Daftar Tugas:
1. Menurut kutipan tafsir ini, apa penyebab Nabi berlaku lemah lembut terhadap mereka, dan dari mana pemahaman itu diambil? Jawab dalam satu sampai tiga kalimat.
2. Teruskan kutipan tafsir tentang sikap lemah lembut Nabi ini, mulai setelah kalimat terakhirnya.

-------- Kutipan Sumber

Jika demikian, maka disebabkan rahmat yang amat besar dari Allah, sebagaimana dipahami dari bentuk infinitif (khusus) dari kata rahmat, bukan oleh satu sebab yang lain sebagaiman dipahami dari huruf (ما)  maa yang digunakan disini dalam kontek penetapan rahmat-Nya – disebabkan karena rahmat Allah itu – engkau berlaku lemah lembut terhadap mereka. Sekiranya engkau berlaku keras, buruk perangai, kasar kata lagi berhati kasar tidak peka terhadap keadaan orang lain, tentulah mereka menjauhkan diri dari sekelilingmu, disebabkan oleh antipati terhadapmu.

Karena perangimu tidak seperti itu maka maafkanlah kesalahan – kesalahan mereka yang kali ini mereka lakukan, mohonkanlah ampunan kepada Allah bagi mereka atas dosa-dosa yang mereka lakukan dan bermusyawarahlah dengan mereka dalam urusan itu, yakni dalam urusan peperangan daln urusan dunia, bukan urusan syari’at atau agama. Kemudian apabila engkau telah melakukan hal-hal di atas dan telah membulatkan tekad, melaksanakan hasil musyawarah kamu, maka laksanakanlah sambil bertawakal kepada Allah, sesungguhnya Allah menyukai orang-orang yang bertawakal kepada-Nya, dengan demikian Dia akan membantu dan membimbing mereka kearah apa yang mereka harapkan.

Firman-Nya: maka disebabkan rahmat yang amat besar dari Allah, engkau berlaku lemah lembut terhadap mereka dapat menjadi salah satu bukti bahwa Allah sendiri yang mendidik dan membentuk kepribadian Nabi Muhammad saw, sebagaimana sabda Beliau : “Aku didik oleh tuhan-Ku, maka sungguh baik hasil pendidikan-Nya”. Kepribadian beliau dibentuk sehingga bukan hanya pengetahuan yang Allah limpahkan kepada beliau melalui wahyu-wahyu al-Qur’an, tetapi juga qalbu beliau disinari, bahkan totalitas wujud beliau merupakan rahmat bagi seluruh alam.

----------------
-------- Data yang Diambil

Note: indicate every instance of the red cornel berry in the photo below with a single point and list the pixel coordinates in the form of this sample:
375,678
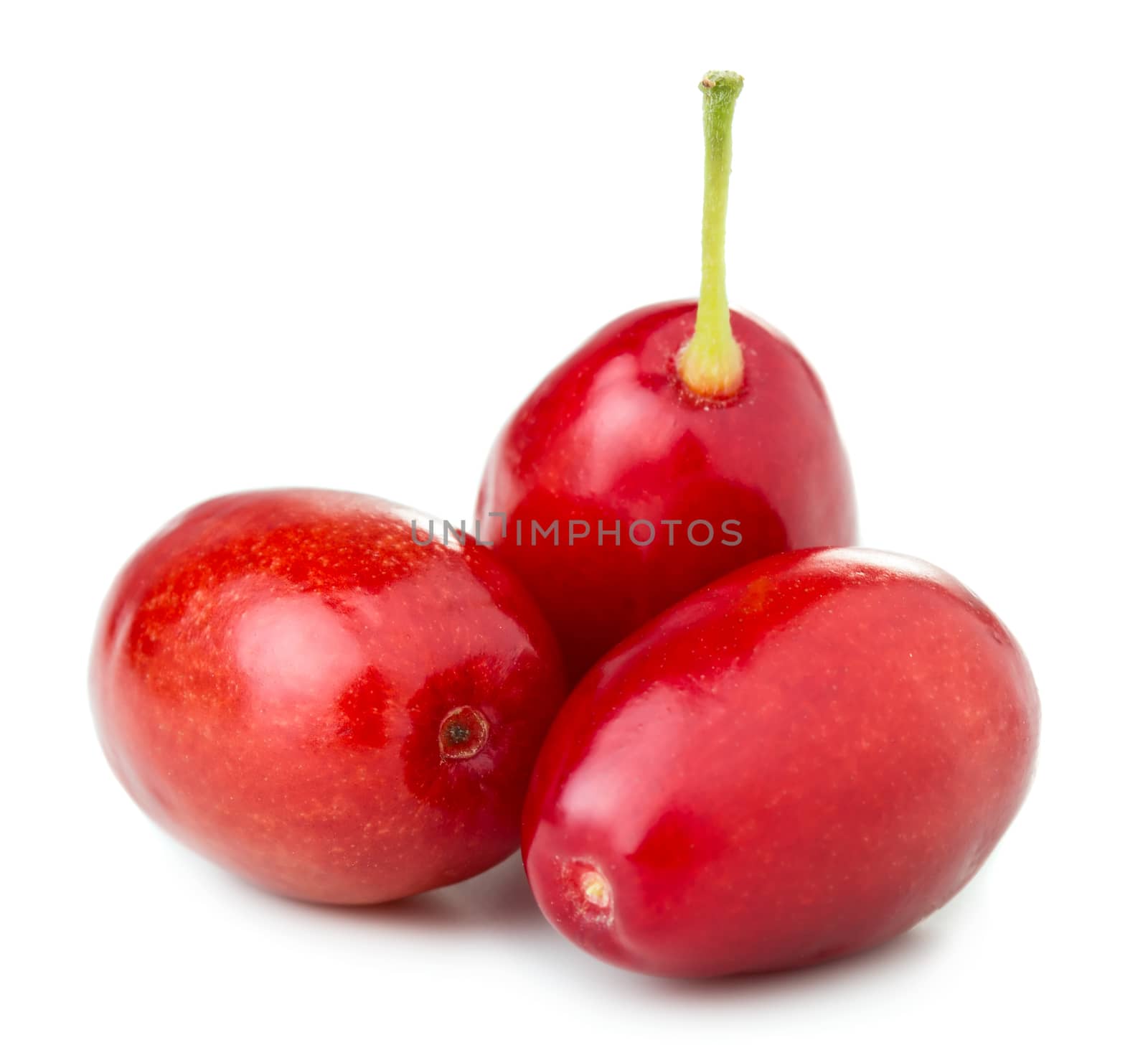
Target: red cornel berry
292,686
794,764
673,416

----------------

Jawaban:
1. Nabi berlaku lemah lembut terhadap mereka karena rahmat yang amat besar dari Allah, bukan karena sebab lain. Besarnya rahmat itu dipahami dari bentuk infinitif (khusus) kata rahmat. Tidak adanya sebab lain dipahami dari huruf (ما) maa yang dipakai dalam konteks penetapan rahmat-Nya.

2.
 

Adapun kandungan dari QS. Ali ‘Imran aayt 159 adalah sebagai berikut:

Pertama: Para ulama berkata, “Allah SWT memerintahkan kepada Nabi-Nya dengan perintah-perintah ini secara berangsur-angsur. Artinya, Allah SWT memerintahkan kepada beliau untuk memaafkan mereka atas kesalahan mereka terhadap beliau. Setelah mereka mendapat maaf, Allah SWT memerintahkan beliau utnuk memintakan ampun atas kesalahan mereka terhadap Allah SWT. Setelah mereka mendapat hal ini, maka mereka pantas untuk diajak bermusyawarah dalam segala perkara”.

Kedua: Ibnu ‘Athiyah berkata, “Musyawarah termasuk salah satu kaidah syariat dan penetapan hokum-hukum. Barangsiapa yang tidak bermusyawarah dengan ulama, maka wajib diberhentikan (jika dia seorang pemimpin). Tidak ada pertentangan tentang hal ini. Allah SWT memuji orang-orang yang beriman karena mereka suka bermusyawarah dengan firman Nya “sedang urusan mereka (diputuskan dengan musyawarat antara mereka”

Ketiga: Firman Allah SWT: “Dan bermusyawarahlah dengan mereka dalam urusan itu”. Menunjukkan kebolehan ijtihad dalam semua perkara dan menentukan perkiraan bersama yang didasari dengan wahyu. Sebab, Allah  SWT mengizinkan hal ini kepada Rasul-Nya.

Para ulama berbeda pendapat tentang makna perintah Allah SWT kepada Nabi-Nya ntuk bermusyawarah dengan para sahabat beliau.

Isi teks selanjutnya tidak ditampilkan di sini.